Document segment:
○ ○ ○ ○
That is why it is no surprise to say sleep problems affect people around the globe. Individual studies report sleep issues with a prevalence of anywhere from 1.6% all the way to a staggering 56%. It isn't just falling asleep, but insomnia comes in different flavours. You may fall asleep faster than you can count the sheep, but then you wake in the early hours of the night and can't fall back to sleep. Adding to those woes is that sleep issues seem to be accelerating in certain populations and countries.
This statement should frighten each of us due to the numerous detrimental effects of sleep deprivation. Over the decades, issues with hitting snooze on our lives have been connected with everything from heart and lung disease to osteoporosis and physical disability. One prominent trial known as the Sleep Heart Study found those suffering from chronic poor sleep had a 29% higher risk of cardiovascular disease. The lack of sleep also forces your body to compensate with dangerous microsleeps throughout the day. This is why different advocacy groups compare driving while tired to driving while drunk. One poorly timed microsleep could send you to the eternal sleep.
○ ○ ○ ○
Please copy the passage on sleep problems again, everything from "That is why" down to "populations and countries.", and replace "insomnia" with "sleeplessness".

Stored data entries:
○ ○ ○ ○
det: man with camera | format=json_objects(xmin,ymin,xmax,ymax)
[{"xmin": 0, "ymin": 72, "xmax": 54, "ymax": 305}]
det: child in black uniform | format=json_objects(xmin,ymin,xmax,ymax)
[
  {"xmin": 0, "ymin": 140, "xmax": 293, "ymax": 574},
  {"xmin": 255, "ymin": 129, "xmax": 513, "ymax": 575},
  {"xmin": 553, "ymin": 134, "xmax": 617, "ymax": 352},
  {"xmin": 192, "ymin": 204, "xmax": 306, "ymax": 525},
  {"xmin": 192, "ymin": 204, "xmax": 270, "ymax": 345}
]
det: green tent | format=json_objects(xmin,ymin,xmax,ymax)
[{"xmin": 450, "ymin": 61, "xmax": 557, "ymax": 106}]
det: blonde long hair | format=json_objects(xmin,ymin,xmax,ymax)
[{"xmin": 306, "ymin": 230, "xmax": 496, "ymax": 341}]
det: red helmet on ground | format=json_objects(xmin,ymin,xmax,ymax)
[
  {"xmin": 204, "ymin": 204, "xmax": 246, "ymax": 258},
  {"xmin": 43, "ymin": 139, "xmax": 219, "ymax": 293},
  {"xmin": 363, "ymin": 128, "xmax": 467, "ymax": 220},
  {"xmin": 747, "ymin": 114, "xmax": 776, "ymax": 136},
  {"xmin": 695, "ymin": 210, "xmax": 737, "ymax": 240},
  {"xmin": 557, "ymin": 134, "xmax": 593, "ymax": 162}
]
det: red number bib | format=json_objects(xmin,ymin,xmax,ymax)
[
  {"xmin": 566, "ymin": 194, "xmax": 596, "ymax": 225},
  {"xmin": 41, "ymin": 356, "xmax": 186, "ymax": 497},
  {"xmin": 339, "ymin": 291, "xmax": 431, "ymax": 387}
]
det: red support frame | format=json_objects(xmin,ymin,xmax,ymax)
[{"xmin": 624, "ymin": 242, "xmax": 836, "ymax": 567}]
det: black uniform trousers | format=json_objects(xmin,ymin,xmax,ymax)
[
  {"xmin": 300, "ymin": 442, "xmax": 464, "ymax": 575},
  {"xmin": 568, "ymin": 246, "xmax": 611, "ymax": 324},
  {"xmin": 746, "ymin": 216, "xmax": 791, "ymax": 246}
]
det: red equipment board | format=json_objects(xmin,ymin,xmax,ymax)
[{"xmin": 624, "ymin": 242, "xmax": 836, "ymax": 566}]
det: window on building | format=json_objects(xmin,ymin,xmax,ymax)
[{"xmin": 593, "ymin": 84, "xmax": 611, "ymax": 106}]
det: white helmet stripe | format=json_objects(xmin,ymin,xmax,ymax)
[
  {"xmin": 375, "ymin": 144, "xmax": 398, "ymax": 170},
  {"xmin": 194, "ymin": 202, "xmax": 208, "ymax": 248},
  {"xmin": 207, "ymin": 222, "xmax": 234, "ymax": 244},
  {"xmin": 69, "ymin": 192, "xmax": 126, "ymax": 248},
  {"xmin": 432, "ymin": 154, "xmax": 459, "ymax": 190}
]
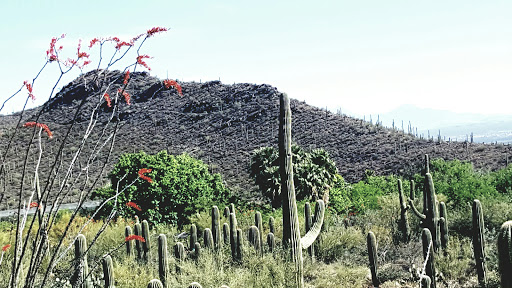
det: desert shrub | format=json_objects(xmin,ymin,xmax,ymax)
[
  {"xmin": 250, "ymin": 144, "xmax": 337, "ymax": 208},
  {"xmin": 414, "ymin": 159, "xmax": 498, "ymax": 207},
  {"xmin": 92, "ymin": 151, "xmax": 229, "ymax": 224}
]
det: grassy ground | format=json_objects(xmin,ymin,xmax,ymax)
[{"xmin": 0, "ymin": 197, "xmax": 503, "ymax": 288}]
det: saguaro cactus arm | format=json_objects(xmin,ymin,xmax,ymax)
[{"xmin": 300, "ymin": 200, "xmax": 325, "ymax": 249}]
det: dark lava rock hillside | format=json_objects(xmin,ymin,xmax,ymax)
[{"xmin": 0, "ymin": 71, "xmax": 511, "ymax": 210}]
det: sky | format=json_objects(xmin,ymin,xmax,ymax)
[{"xmin": 0, "ymin": 0, "xmax": 512, "ymax": 117}]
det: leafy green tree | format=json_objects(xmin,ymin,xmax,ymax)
[
  {"xmin": 250, "ymin": 144, "xmax": 337, "ymax": 208},
  {"xmin": 93, "ymin": 151, "xmax": 229, "ymax": 225}
]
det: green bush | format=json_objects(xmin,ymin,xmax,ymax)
[
  {"xmin": 414, "ymin": 159, "xmax": 498, "ymax": 207},
  {"xmin": 93, "ymin": 151, "xmax": 229, "ymax": 225}
]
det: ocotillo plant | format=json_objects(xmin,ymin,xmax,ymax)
[
  {"xmin": 158, "ymin": 234, "xmax": 169, "ymax": 288},
  {"xmin": 71, "ymin": 234, "xmax": 92, "ymax": 288},
  {"xmin": 101, "ymin": 255, "xmax": 115, "ymax": 288},
  {"xmin": 142, "ymin": 220, "xmax": 151, "ymax": 261},
  {"xmin": 472, "ymin": 199, "xmax": 487, "ymax": 287},
  {"xmin": 409, "ymin": 172, "xmax": 440, "ymax": 251},
  {"xmin": 279, "ymin": 94, "xmax": 325, "ymax": 288},
  {"xmin": 212, "ymin": 206, "xmax": 221, "ymax": 250},
  {"xmin": 147, "ymin": 279, "xmax": 164, "ymax": 288},
  {"xmin": 421, "ymin": 228, "xmax": 436, "ymax": 288},
  {"xmin": 366, "ymin": 231, "xmax": 380, "ymax": 287},
  {"xmin": 397, "ymin": 179, "xmax": 411, "ymax": 243},
  {"xmin": 498, "ymin": 221, "xmax": 512, "ymax": 287},
  {"xmin": 124, "ymin": 226, "xmax": 133, "ymax": 256}
]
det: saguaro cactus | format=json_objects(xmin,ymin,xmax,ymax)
[
  {"xmin": 397, "ymin": 179, "xmax": 411, "ymax": 243},
  {"xmin": 174, "ymin": 242, "xmax": 185, "ymax": 273},
  {"xmin": 279, "ymin": 94, "xmax": 325, "ymax": 288},
  {"xmin": 71, "ymin": 234, "xmax": 92, "ymax": 288},
  {"xmin": 222, "ymin": 223, "xmax": 229, "ymax": 245},
  {"xmin": 472, "ymin": 199, "xmax": 484, "ymax": 287},
  {"xmin": 124, "ymin": 225, "xmax": 133, "ymax": 256},
  {"xmin": 101, "ymin": 255, "xmax": 115, "ymax": 288},
  {"xmin": 421, "ymin": 228, "xmax": 436, "ymax": 288},
  {"xmin": 203, "ymin": 228, "xmax": 215, "ymax": 249},
  {"xmin": 249, "ymin": 225, "xmax": 262, "ymax": 254},
  {"xmin": 498, "ymin": 221, "xmax": 512, "ymax": 287},
  {"xmin": 142, "ymin": 220, "xmax": 151, "ymax": 261},
  {"xmin": 439, "ymin": 202, "xmax": 449, "ymax": 252},
  {"xmin": 409, "ymin": 172, "xmax": 440, "ymax": 251},
  {"xmin": 158, "ymin": 234, "xmax": 169, "ymax": 288},
  {"xmin": 212, "ymin": 206, "xmax": 221, "ymax": 250},
  {"xmin": 147, "ymin": 279, "xmax": 164, "ymax": 288},
  {"xmin": 188, "ymin": 224, "xmax": 197, "ymax": 250},
  {"xmin": 366, "ymin": 231, "xmax": 380, "ymax": 287}
]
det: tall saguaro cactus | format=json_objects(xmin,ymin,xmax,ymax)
[
  {"xmin": 71, "ymin": 234, "xmax": 92, "ymax": 288},
  {"xmin": 158, "ymin": 234, "xmax": 169, "ymax": 288},
  {"xmin": 498, "ymin": 221, "xmax": 512, "ymax": 287},
  {"xmin": 279, "ymin": 94, "xmax": 325, "ymax": 288}
]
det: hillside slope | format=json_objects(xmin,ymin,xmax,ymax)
[{"xmin": 0, "ymin": 71, "xmax": 511, "ymax": 209}]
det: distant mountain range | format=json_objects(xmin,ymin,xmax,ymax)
[
  {"xmin": 366, "ymin": 105, "xmax": 512, "ymax": 143},
  {"xmin": 0, "ymin": 71, "xmax": 512, "ymax": 210}
]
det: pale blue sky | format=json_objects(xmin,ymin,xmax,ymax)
[{"xmin": 0, "ymin": 0, "xmax": 512, "ymax": 115}]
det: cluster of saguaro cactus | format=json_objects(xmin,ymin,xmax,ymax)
[{"xmin": 279, "ymin": 94, "xmax": 325, "ymax": 287}]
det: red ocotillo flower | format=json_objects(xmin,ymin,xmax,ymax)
[
  {"xmin": 23, "ymin": 122, "xmax": 53, "ymax": 139},
  {"xmin": 139, "ymin": 168, "xmax": 153, "ymax": 183},
  {"xmin": 23, "ymin": 81, "xmax": 36, "ymax": 100},
  {"xmin": 103, "ymin": 92, "xmax": 112, "ymax": 107},
  {"xmin": 124, "ymin": 235, "xmax": 146, "ymax": 242},
  {"xmin": 126, "ymin": 201, "xmax": 142, "ymax": 211},
  {"xmin": 137, "ymin": 55, "xmax": 153, "ymax": 71},
  {"xmin": 117, "ymin": 88, "xmax": 132, "ymax": 105},
  {"xmin": 123, "ymin": 70, "xmax": 130, "ymax": 85},
  {"xmin": 164, "ymin": 79, "xmax": 183, "ymax": 96},
  {"xmin": 146, "ymin": 27, "xmax": 169, "ymax": 37}
]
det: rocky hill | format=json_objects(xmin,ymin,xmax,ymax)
[{"xmin": 0, "ymin": 71, "xmax": 512, "ymax": 210}]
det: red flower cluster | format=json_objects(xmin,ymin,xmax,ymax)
[
  {"xmin": 124, "ymin": 235, "xmax": 146, "ymax": 242},
  {"xmin": 164, "ymin": 79, "xmax": 183, "ymax": 96},
  {"xmin": 23, "ymin": 122, "xmax": 53, "ymax": 139},
  {"xmin": 123, "ymin": 70, "xmax": 130, "ymax": 85},
  {"xmin": 126, "ymin": 201, "xmax": 142, "ymax": 211},
  {"xmin": 117, "ymin": 88, "xmax": 132, "ymax": 105},
  {"xmin": 46, "ymin": 34, "xmax": 66, "ymax": 62},
  {"xmin": 146, "ymin": 27, "xmax": 169, "ymax": 37},
  {"xmin": 23, "ymin": 81, "xmax": 36, "ymax": 100},
  {"xmin": 139, "ymin": 168, "xmax": 153, "ymax": 183},
  {"xmin": 137, "ymin": 55, "xmax": 153, "ymax": 71},
  {"xmin": 103, "ymin": 93, "xmax": 112, "ymax": 107}
]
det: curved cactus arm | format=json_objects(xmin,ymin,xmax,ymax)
[
  {"xmin": 300, "ymin": 200, "xmax": 325, "ymax": 249},
  {"xmin": 407, "ymin": 199, "xmax": 427, "ymax": 220}
]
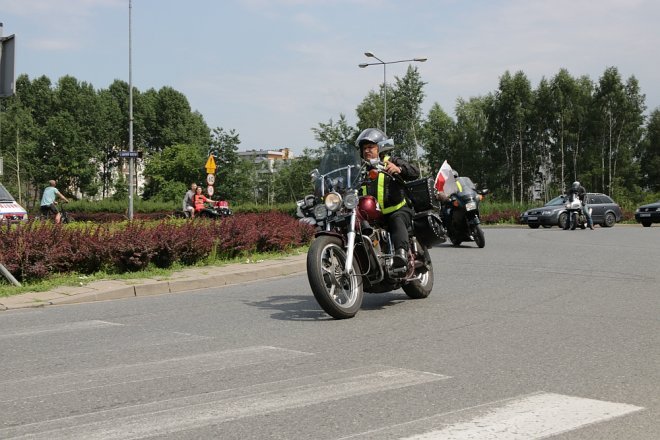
○ ○ ○ ○
Response below:
That is why it is no surprise to say sleep problems affect people around the globe. Individual studies report sleep issues with a prevalence of anywhere from 1.6% all the way to a staggering 56%. It isn't just falling asleep, but sleeplessness comes in different flavours. You may fall asleep faster than you can count the sheep, but then you wake in the early hours of the night and can't fall back to sleep. Adding to those woes is that sleep issues seem to be accelerating in certain populations and countries.